- _Your tasks_:
[A] From the article on Aspen's bear year, reproduce the passage that opens at the words "The possibility of" and ends after "environmental groups worried.".
[B] Condense the paragraph of the bear article that begins "Some areas, such as Colorado Springs and Pueblo" into a short bulleted list, keeping its main facts.
[C] Answer these from the bear article:
(i) How many bears were euthanized in Pitkin County this year?
(ii) What position does Holly Tarry hold?
(iii) What did the bear do when Melissa Clare fired a second round at it?

- _Text excerpt_:
-=-=-

Bears could be killed off after busy year |

Bears could be killed off after busy year

John Colson
Aspen Correspondent
Vail, CO Colorado
Paul Conrad/The Aspen TimesA bear cub pokes its head above a planter of daisies this summer on Bleeker Street in Aspen.

ASPEN ” A record-breaking year for bear activity is finally winding down, but the number of meetings between humans and the animals is sparking a conversation about thinning the bear population, a state Division of Wildlife official said Wednesday.

“We’re talking about, biologically, if development, human population growth, recreation use and energy use have reduced bear habitat to the point where we need to reduce the bear population in the state of Colorado,” said Wildlife Division spokesman Randy Hampton.

This year might break state records. It certainly did so in Pitkin County, where 13 bears were euthanized, 24 relocated and four cubs were taken to a rehabilitation center.

“It’s a record year for relocations, cubs taken to the rehabilitation center, road kill, bears that we had to put down, all of those things,” Hampton said. “It was ” I say was ” I’m hoping it has passed, it was a tough year.”

The possibility of thinning the bear population or of increasing the number of bear hunting permits, however, has some locals and state environmental groups worried.

“It’s upsetting news,” said Holly Tarry, state director for the Humane Society. “Black bear populations manage themselves based on the resources that are available to them. Keeping them out of human areas is a human responsibility. We’re very disappointed that thinning would be an option.”

Hampton said the Division of Wildlife has been pushing education efforts regarding trash, and he praised local lawmakers for increasing fines for bear-related violations. However, he doesn’t believe the education and enforcement efforts have been successful enough.

“[Aspen has] such a transient population, in terms of people who come for a week and leave,” Hampton said. “We have tourists who are not used to living in those communities. There are challenges to exerting that kind of [educational] effort.”

The wildlife agency is running out of places to relocate bears after such an intense summer, and different interest groups are pushing in many different directions. Hampton said ranchers, for instance, are pressuring the Wildlife Division to kill more bears.

Some areas, such as Colorado Springs and Pueblo, had good moisture in the spring and ended up with regular to low numbers of bear calls. But Aspen police say they spent roughly a third of their time this summer dealing with bear problems. For example, there were 435 calls to 911 between July 30 and Oct. 24 about bears.

“There were a lot of bears just being bears,” said Melissa Clare, a community safety officer with the Aspen police.

It was when the bears get into trash cans, houses and cars, however, that things got dangerous for people and officers. A bear charged Clare when she fired a beanbag at it after it had entered a house. When she fired a second round at the charging bear, it turned and ran away.

Two upper valley residents were not as lucky: A bear entered Judith Garrison’s Aspen condo about 1:30 a.m. Oct. 17. The woman surprised the bear in the kitchen, and it clawed her in the face, causing serious injuries. On Oct. 11, a bear attacked 71-year-old John Clark in his garage on East Sopris Creek in Snowmass.

-=-=-

- _Extracted entries_:
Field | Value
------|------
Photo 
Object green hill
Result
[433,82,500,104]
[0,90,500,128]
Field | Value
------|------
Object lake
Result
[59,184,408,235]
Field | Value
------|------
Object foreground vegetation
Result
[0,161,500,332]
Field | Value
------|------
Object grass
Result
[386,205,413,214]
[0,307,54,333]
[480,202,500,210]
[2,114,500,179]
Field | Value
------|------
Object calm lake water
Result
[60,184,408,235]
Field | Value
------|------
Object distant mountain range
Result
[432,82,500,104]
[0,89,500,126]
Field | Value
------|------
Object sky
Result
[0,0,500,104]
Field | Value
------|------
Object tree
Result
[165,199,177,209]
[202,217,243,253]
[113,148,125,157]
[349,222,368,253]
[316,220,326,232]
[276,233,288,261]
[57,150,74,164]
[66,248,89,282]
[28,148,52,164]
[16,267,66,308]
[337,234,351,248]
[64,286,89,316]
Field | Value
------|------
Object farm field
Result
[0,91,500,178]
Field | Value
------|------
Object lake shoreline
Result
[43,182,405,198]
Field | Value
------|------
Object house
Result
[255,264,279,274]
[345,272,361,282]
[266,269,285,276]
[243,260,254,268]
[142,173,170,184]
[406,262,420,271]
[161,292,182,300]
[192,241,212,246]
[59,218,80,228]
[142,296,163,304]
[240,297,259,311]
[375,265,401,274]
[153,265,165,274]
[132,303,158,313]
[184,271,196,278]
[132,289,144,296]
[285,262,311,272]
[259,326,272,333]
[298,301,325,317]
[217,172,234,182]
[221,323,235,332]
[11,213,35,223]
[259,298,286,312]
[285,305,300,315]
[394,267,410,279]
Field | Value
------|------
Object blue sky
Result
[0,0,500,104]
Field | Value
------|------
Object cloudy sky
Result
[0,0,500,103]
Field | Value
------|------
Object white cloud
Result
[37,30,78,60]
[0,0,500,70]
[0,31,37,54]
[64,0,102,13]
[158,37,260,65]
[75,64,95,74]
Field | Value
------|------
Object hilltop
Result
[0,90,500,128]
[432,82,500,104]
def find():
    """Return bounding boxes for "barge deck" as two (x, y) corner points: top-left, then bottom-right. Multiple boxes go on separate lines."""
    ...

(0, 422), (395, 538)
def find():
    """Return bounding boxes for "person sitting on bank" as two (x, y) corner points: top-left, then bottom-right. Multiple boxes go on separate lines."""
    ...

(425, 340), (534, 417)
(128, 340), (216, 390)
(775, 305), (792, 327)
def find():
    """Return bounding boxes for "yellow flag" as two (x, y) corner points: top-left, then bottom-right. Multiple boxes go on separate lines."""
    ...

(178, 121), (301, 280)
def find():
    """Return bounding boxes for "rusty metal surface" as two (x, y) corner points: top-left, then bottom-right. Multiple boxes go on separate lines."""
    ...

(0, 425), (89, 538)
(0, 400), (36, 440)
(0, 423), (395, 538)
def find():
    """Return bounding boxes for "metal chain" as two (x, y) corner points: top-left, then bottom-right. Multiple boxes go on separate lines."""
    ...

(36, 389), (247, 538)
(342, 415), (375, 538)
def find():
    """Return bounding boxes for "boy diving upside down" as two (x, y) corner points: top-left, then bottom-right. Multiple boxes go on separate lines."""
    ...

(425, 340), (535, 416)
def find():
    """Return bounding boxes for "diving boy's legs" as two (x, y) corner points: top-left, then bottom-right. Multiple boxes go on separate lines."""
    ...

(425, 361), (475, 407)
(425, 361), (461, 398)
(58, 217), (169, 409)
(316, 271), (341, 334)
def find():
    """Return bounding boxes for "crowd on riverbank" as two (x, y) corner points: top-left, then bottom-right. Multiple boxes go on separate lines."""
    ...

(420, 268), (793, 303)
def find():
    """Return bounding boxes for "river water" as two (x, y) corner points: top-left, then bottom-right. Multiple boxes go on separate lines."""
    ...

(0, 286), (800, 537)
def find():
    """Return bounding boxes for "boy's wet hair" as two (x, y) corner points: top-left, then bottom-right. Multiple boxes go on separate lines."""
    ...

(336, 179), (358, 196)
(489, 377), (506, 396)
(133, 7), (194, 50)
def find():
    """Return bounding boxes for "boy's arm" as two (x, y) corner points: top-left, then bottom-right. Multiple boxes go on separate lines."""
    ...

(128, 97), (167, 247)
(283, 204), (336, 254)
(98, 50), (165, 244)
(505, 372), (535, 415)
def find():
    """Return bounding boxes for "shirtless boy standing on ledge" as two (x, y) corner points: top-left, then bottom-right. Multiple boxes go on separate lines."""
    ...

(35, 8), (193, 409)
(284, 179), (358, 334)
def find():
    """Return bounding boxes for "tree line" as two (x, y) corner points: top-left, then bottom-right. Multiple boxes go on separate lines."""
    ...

-=-=-

- _Answer section_:
[A]
The possibility of thinning the bear population or of increasing the number of bear hunting permits, however, has some locals and state environmental groups worried.

[B]
- Colorado Springs and Pueblo had good spring moisture and regular to low numbers of bear calls.
- Aspen police spent roughly a third of their summer time on bear problems.
- Between July 30 and Oct. 24, there were 435 calls to 911 about bears.

[C]
(i) 13.
(ii) State director for the Humane Society.
(iii) It turned and ran away.